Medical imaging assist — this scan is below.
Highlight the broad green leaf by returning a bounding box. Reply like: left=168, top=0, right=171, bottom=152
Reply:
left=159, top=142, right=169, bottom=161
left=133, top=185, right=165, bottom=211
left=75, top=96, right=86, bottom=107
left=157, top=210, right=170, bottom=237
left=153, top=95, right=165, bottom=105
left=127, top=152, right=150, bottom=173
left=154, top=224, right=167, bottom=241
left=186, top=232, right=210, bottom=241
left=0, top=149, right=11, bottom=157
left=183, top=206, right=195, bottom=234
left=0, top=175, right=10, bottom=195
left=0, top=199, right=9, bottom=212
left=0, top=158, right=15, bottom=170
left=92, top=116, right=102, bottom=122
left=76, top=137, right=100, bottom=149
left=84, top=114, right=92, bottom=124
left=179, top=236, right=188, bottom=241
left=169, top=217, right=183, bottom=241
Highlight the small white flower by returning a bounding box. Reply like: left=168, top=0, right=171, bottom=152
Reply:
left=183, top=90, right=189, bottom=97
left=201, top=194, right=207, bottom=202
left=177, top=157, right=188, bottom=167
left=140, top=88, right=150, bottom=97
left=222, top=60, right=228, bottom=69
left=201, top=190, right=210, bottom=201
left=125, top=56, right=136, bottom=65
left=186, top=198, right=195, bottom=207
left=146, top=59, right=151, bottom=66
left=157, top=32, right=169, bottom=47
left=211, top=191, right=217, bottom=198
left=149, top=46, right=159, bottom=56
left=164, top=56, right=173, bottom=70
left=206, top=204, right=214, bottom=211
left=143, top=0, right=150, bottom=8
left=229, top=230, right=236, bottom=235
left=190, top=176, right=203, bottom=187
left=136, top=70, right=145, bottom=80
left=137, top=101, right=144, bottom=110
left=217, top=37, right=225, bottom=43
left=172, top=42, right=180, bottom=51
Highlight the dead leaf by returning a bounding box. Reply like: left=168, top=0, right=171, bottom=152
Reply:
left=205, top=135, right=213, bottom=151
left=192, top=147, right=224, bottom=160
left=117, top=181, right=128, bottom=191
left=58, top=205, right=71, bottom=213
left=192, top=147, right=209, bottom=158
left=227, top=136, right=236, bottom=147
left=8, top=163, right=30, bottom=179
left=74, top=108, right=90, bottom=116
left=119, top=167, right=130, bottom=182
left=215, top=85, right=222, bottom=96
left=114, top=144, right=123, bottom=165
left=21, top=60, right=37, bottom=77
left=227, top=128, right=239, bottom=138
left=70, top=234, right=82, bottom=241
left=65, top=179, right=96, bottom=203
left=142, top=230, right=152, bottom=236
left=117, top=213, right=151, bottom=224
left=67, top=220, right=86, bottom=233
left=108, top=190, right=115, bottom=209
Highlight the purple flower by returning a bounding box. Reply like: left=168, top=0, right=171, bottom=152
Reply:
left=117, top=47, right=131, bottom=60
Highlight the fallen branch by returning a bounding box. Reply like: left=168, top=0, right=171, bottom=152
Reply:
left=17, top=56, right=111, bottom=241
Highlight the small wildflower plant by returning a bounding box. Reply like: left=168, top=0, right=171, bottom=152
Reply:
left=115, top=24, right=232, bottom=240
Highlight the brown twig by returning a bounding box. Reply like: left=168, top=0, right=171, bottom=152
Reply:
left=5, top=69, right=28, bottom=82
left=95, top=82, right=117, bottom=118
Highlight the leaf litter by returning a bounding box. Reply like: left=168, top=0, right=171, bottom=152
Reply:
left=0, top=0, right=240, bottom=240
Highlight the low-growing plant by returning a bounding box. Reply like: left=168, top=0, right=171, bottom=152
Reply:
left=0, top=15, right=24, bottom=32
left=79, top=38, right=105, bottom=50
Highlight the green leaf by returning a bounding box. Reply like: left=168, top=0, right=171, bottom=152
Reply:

- **Brief**: Write out every entry exactly as it appears.

- **Your solution**:
Medical imaging assist — this scan is below.
Highlight the broad green leaf by returning a bounding box. Reply like: left=168, top=0, right=171, bottom=152
Reply:
left=159, top=142, right=169, bottom=161
left=133, top=185, right=165, bottom=211
left=75, top=96, right=86, bottom=107
left=157, top=210, right=170, bottom=237
left=153, top=95, right=165, bottom=105
left=127, top=152, right=150, bottom=173
left=154, top=224, right=167, bottom=241
left=186, top=232, right=210, bottom=241
left=0, top=149, right=11, bottom=157
left=183, top=206, right=195, bottom=234
left=0, top=175, right=10, bottom=195
left=0, top=199, right=9, bottom=212
left=0, top=158, right=15, bottom=170
left=92, top=116, right=102, bottom=122
left=76, top=137, right=100, bottom=149
left=84, top=114, right=92, bottom=124
left=179, top=236, right=188, bottom=241
left=169, top=217, right=183, bottom=241
Highlight the small white flower by returning a bounding box. Reply like: left=168, top=0, right=171, bottom=152
Reply:
left=183, top=90, right=189, bottom=97
left=201, top=194, right=207, bottom=202
left=177, top=157, right=188, bottom=167
left=140, top=88, right=150, bottom=97
left=222, top=60, right=228, bottom=69
left=201, top=190, right=210, bottom=201
left=125, top=56, right=136, bottom=65
left=186, top=198, right=195, bottom=207
left=146, top=59, right=151, bottom=66
left=157, top=32, right=169, bottom=47
left=211, top=191, right=217, bottom=198
left=149, top=46, right=159, bottom=56
left=164, top=56, right=173, bottom=70
left=206, top=204, right=214, bottom=211
left=143, top=0, right=150, bottom=8
left=229, top=230, right=236, bottom=235
left=190, top=176, right=203, bottom=187
left=136, top=70, right=145, bottom=80
left=137, top=101, right=144, bottom=110
left=217, top=37, right=225, bottom=43
left=172, top=42, right=180, bottom=51
Highlight the dead leaf by returning a bounding box. Reply like: left=168, top=0, right=171, bottom=152
Reply:
left=205, top=135, right=213, bottom=151
left=192, top=147, right=224, bottom=160
left=117, top=181, right=128, bottom=191
left=58, top=205, right=71, bottom=213
left=192, top=147, right=209, bottom=158
left=227, top=136, right=236, bottom=147
left=8, top=163, right=30, bottom=179
left=74, top=108, right=90, bottom=116
left=119, top=167, right=130, bottom=182
left=215, top=85, right=222, bottom=96
left=114, top=144, right=123, bottom=165
left=21, top=60, right=37, bottom=77
left=227, top=128, right=239, bottom=138
left=70, top=234, right=82, bottom=241
left=65, top=179, right=96, bottom=203
left=142, top=230, right=152, bottom=236
left=117, top=213, right=151, bottom=224
left=67, top=220, right=86, bottom=233
left=108, top=190, right=115, bottom=209
Highlight the purple flower by returning a bounding box. Reply like: left=168, top=0, right=171, bottom=152
Reply:
left=117, top=47, right=131, bottom=60
Highlight the fallen branch by returning a bounding box. Reply like: left=168, top=0, right=171, bottom=152
Reply:
left=17, top=56, right=111, bottom=241
Highlight the small wildflower plant by returning a bounding box. Reply like: left=168, top=0, right=171, bottom=152
Reply:
left=115, top=24, right=232, bottom=240
Highlight the brown twig by returning a bounding box. Reply like: left=168, top=0, right=171, bottom=152
Reply:
left=5, top=69, right=28, bottom=82
left=95, top=82, right=117, bottom=118
Highlight the leaf litter by returning a bounding box. Reply like: left=168, top=0, right=171, bottom=152
Reply:
left=0, top=0, right=240, bottom=240
Highlight the low-growing plant by returning a bounding box. Reply like: left=168, top=0, right=171, bottom=152
Reply:
left=0, top=15, right=24, bottom=32
left=79, top=38, right=105, bottom=50
Highlight the green leaf by returning a bounding box. Reply like: left=168, top=0, right=171, bottom=152
Reply:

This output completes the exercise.